This is what I know for sure now. After turning 61, you can not please everyone. You can not pretend to be someone different in order for others to love. You cannot keep up an appearance that drowns your true self because what will happen, is that one day, that shell will break. And either you will choose to live free, broken shell and all, or you will die never knowing how wonderful and marvelous you are.

I’m serious! This time it really did happened!!! I’m broken for the better and I’m loving it!

Joy is coming.

Weeping may endure for a night, but joy comes in the morning (Psalm 30:5). This scripture is a familiar one in my community. I grew up hearing those who were sharecroppers, working on Jim Crow farms, whisper this scripture in their prayers on Sunday mornings at Mt. Olive AME Church in Woodrow, SC. People would dance and shout just in the hearing of this scripture. People hung on these words day and night, in the midst of an oppressive era. When racist called my community derogatory names, when local government tried to take away their voting rights, when banks refuse to give them loans, when they fought a war and then were deny any kind of welcome home parade from the country they fought for, this scripture provided strength to my ancestors to stand and demand their rights.

§ **Assigned task 1**
In the excerpted passage, at which church did sharecroppers whisper Psalm 30:5 in their Sunday morning prayers?
§ **Assigned task 2**
From the excerpted passage, quote the part that opens with the words containing "Weeping may endure" and closes with "demand their rights.".
The lines that follow are unrelated to the excerpted passage.

§ **Listed records**
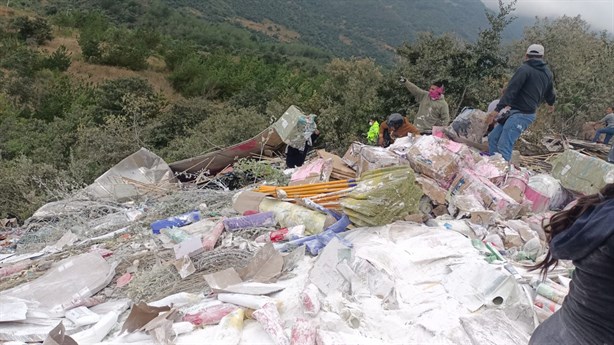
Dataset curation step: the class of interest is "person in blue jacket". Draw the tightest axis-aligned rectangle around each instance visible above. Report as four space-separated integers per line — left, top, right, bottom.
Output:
488 44 556 161
529 183 614 345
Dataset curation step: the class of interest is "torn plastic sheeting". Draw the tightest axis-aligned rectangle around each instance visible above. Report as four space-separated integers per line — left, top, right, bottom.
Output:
253 303 290 345
72 311 119 344
85 148 177 202
212 309 245 345
275 212 351 255
223 212 277 231
416 176 448 205
272 105 317 151
525 174 569 212
448 169 522 219
460 310 529 345
260 198 327 235
0 296 28 322
343 142 408 176
472 154 509 184
290 158 332 184
182 303 239 326
150 210 201 234
341 166 422 226
408 135 473 188
450 108 488 143
43 322 77 345
0 319 80 343
552 150 614 195
443 260 531 312
0 253 115 317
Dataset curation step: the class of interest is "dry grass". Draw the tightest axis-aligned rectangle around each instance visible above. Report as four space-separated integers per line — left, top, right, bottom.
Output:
234 18 301 42
339 35 352 46
40 33 182 100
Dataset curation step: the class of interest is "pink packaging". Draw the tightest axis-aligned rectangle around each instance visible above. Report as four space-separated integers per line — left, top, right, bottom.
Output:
202 220 224 252
524 186 550 213
300 284 320 316
448 169 522 219
253 303 290 345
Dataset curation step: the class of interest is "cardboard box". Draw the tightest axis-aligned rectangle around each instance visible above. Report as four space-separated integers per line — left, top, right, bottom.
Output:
448 169 522 219
407 136 473 189
552 150 614 195
343 143 408 176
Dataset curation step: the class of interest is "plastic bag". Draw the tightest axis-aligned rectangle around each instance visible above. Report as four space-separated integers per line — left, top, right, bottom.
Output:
341 166 422 226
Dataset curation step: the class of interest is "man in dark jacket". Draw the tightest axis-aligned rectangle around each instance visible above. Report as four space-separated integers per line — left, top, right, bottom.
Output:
488 44 556 161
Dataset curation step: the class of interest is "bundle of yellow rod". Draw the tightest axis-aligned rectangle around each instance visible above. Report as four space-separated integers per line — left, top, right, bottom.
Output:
255 179 358 208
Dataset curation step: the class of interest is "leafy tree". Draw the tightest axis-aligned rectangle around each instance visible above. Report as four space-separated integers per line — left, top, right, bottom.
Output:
42 45 72 72
163 107 270 161
10 17 53 44
317 58 383 151
512 17 614 134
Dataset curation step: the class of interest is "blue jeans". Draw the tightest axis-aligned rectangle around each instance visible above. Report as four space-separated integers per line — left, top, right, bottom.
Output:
488 110 535 162
593 127 614 145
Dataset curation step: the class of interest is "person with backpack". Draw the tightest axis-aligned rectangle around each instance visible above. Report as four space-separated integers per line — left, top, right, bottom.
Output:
529 183 614 345
488 44 556 162
399 77 450 134
378 113 420 147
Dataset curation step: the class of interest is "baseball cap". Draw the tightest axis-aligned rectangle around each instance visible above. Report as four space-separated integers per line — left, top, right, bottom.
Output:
527 44 544 55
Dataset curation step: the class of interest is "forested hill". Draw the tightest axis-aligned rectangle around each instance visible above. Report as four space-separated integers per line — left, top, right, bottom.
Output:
166 0 496 62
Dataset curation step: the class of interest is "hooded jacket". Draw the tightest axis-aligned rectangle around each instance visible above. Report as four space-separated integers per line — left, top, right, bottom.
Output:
405 80 450 131
530 199 614 345
367 121 379 144
379 116 420 142
495 59 556 114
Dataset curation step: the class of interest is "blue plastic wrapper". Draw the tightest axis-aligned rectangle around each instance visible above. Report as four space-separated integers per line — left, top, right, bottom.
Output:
224 212 277 231
150 210 200 234
276 212 352 255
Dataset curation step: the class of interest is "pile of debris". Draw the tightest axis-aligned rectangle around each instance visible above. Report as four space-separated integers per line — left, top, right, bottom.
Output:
0 107 614 344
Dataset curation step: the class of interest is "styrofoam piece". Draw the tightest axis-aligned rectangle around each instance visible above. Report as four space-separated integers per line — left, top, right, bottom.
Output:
66 306 100 326
147 292 205 308
217 293 275 309
71 311 118 344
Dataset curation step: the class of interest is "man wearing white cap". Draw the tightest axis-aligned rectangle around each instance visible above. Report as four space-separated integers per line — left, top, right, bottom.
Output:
488 44 556 161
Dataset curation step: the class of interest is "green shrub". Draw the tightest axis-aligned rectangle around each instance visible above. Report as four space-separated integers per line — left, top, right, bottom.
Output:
42 45 71 72
0 156 81 221
10 17 53 45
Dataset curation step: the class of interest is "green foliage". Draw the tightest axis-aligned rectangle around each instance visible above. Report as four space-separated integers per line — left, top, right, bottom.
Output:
317 59 383 152
512 17 614 134
95 78 163 122
42 45 72 72
79 27 153 71
0 38 42 77
0 156 77 221
69 116 142 184
10 17 53 44
233 158 290 186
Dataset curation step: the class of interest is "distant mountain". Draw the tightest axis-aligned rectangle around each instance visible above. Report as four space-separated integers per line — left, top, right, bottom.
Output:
166 0 520 63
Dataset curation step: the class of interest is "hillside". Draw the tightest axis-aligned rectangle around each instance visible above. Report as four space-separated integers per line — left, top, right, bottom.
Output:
167 0 510 63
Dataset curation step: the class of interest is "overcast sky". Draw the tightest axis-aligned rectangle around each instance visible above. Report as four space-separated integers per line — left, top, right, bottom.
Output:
482 0 614 33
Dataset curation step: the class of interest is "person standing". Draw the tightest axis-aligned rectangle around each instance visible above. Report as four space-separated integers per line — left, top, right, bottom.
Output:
593 107 614 145
377 113 420 147
529 183 614 345
367 117 379 145
488 44 556 161
399 77 450 134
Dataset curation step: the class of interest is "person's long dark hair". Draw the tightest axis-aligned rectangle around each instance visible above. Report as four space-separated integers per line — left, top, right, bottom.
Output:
532 183 614 277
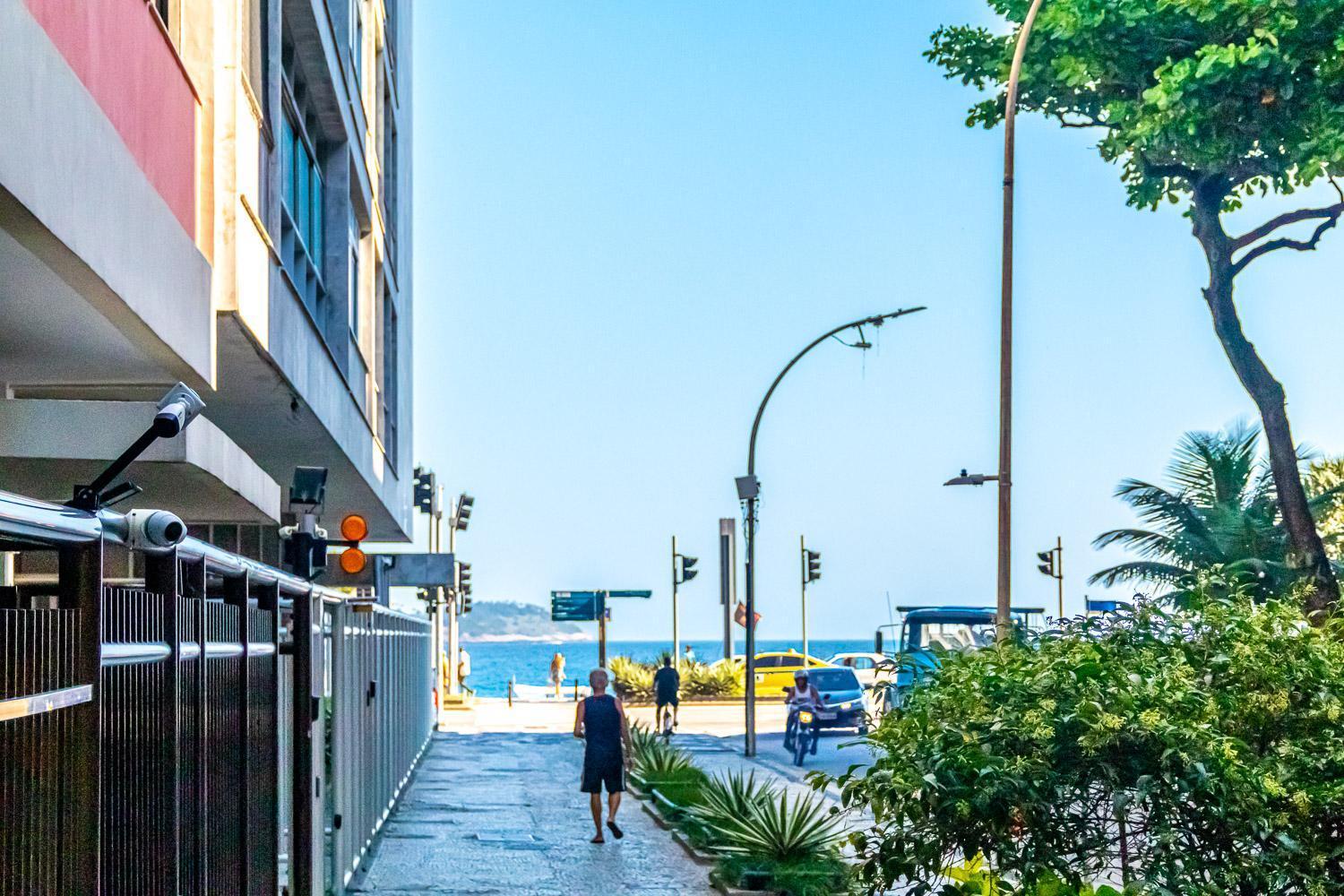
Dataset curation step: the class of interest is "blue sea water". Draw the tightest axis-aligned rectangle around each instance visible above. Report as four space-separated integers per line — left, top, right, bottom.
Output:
464 638 873 697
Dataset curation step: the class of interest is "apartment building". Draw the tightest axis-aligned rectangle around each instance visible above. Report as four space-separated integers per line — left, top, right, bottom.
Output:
0 0 413 563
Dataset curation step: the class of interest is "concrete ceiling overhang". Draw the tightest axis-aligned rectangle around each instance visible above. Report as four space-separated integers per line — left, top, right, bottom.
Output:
209 314 410 541
0 399 281 524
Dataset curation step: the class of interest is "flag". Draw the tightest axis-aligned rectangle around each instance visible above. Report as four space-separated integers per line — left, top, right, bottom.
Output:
733 600 761 629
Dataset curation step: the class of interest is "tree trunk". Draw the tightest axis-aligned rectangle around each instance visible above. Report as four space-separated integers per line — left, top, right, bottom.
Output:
1193 178 1340 621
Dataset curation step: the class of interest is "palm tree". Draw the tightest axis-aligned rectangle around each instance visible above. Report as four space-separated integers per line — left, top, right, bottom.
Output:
1089 422 1344 598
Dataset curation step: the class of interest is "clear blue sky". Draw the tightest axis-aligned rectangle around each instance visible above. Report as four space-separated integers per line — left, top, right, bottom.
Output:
403 0 1344 638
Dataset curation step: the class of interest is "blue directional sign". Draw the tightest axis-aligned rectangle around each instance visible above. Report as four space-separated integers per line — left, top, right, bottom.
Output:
551 591 607 622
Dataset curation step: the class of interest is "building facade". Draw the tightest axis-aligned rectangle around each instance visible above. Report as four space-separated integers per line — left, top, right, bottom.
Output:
0 0 413 563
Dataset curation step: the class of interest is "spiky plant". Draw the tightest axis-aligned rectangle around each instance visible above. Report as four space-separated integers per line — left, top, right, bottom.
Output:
1089 423 1341 599
704 791 846 861
691 771 782 825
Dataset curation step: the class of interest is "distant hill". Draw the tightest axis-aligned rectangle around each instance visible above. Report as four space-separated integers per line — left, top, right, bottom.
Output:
461 600 593 642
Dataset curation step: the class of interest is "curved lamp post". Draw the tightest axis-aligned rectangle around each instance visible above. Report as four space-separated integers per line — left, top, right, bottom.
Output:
737 305 925 756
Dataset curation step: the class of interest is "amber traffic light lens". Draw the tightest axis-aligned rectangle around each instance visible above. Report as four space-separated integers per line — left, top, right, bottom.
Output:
340 513 368 541
340 548 368 575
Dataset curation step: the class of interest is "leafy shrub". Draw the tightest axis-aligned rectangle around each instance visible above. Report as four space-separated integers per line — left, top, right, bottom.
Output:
839 571 1344 896
682 662 746 697
607 657 744 702
696 791 844 861
607 657 653 702
711 853 852 896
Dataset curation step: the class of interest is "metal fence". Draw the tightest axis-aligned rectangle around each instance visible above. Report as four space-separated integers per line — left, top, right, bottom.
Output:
0 492 433 896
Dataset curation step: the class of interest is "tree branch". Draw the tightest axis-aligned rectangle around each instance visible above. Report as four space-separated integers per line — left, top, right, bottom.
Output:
1233 202 1344 277
1233 196 1344 250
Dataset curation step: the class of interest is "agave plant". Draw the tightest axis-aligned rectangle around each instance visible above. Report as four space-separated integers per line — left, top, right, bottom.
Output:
632 737 703 780
691 771 782 825
699 791 846 861
1089 423 1344 600
607 657 653 700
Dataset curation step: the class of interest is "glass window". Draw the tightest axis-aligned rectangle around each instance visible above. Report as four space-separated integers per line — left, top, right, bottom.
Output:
306 168 323 264
280 116 297 213
346 210 359 339
295 138 311 247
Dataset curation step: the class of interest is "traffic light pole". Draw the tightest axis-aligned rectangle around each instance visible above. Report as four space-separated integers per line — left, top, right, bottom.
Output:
448 514 462 696
672 535 682 667
798 535 812 667
739 305 925 756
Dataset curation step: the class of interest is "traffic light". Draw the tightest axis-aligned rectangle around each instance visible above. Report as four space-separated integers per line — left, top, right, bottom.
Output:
280 527 327 582
453 492 476 532
677 554 701 584
413 466 437 513
339 513 368 575
806 551 822 582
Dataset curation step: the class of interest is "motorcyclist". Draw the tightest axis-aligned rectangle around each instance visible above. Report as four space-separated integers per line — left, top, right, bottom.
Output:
784 669 822 754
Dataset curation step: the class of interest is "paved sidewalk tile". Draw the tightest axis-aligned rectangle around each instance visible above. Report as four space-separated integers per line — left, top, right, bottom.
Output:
351 734 712 896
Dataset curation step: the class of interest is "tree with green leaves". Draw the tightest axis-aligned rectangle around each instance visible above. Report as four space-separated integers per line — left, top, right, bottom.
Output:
1090 423 1344 600
927 0 1344 613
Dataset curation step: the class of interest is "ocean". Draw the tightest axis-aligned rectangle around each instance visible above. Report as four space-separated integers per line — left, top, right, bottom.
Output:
462 638 873 697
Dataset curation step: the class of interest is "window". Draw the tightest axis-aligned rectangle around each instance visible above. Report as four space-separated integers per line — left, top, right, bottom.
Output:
349 0 365 84
244 0 269 108
346 208 360 340
382 297 398 466
280 40 328 326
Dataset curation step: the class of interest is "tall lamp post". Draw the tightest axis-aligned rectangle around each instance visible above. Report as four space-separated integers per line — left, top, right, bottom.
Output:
737 305 925 756
948 0 1045 641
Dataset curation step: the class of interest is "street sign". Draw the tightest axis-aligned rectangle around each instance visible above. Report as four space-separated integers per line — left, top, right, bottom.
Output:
551 591 607 622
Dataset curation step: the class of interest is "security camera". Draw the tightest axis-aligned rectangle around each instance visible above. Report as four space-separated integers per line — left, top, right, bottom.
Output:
153 383 206 439
126 511 187 551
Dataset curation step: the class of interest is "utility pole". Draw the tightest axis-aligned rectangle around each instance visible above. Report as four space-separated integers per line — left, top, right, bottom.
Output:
736 305 925 756
798 535 822 664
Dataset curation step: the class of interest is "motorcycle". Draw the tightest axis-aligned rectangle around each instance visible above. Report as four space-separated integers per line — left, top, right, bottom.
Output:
792 710 817 767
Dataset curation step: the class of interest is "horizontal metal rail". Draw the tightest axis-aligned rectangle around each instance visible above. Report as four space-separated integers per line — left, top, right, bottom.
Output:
0 685 93 721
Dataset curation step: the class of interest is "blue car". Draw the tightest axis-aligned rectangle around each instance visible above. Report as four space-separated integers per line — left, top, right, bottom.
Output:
874 606 1046 707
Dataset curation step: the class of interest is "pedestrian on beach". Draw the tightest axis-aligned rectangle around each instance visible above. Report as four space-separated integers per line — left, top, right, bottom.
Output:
653 654 682 735
551 651 564 697
457 646 472 691
574 668 633 844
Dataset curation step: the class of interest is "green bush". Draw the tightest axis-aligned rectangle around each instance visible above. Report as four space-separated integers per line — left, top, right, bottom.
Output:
839 571 1344 896
607 657 744 702
711 853 852 896
607 657 653 702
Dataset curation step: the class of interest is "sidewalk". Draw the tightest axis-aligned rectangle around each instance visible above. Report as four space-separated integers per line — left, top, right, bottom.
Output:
349 718 712 896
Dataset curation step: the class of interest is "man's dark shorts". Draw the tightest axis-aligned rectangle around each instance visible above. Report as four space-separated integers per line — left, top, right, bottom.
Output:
580 762 625 794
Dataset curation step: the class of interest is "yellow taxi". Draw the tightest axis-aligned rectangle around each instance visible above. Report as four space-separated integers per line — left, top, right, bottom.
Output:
742 650 831 700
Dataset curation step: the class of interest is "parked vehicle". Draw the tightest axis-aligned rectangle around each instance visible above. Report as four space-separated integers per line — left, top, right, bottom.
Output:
742 650 831 694
873 606 1046 707
827 653 894 688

§ **Answer space 1**
Mt. Olive AME Church in Woodrow, SC.

§ **Answer space 2**
Weeping may endure for a night, but joy comes in the morning (Psalm 30:5). This scripture is a familiar one in my community. I grew up hearing those who were sharecroppers, working on Jim Crow farms, whisper this scripture in their prayers on Sunday mornings at Mt. Olive AME Church in Woodrow, SC. People would dance and shout just in the hearing of this scripture. People hung on these words day and night, in the midst of an oppressive era. When racist called my community derogatory names, when local government tried to take away their voting rights, when banks refuse to give them loans, when they fought a war and then were deny any kind of welcome home parade from the country they fought for, this scripture provided strength to my ancestors to stand and demand their rights.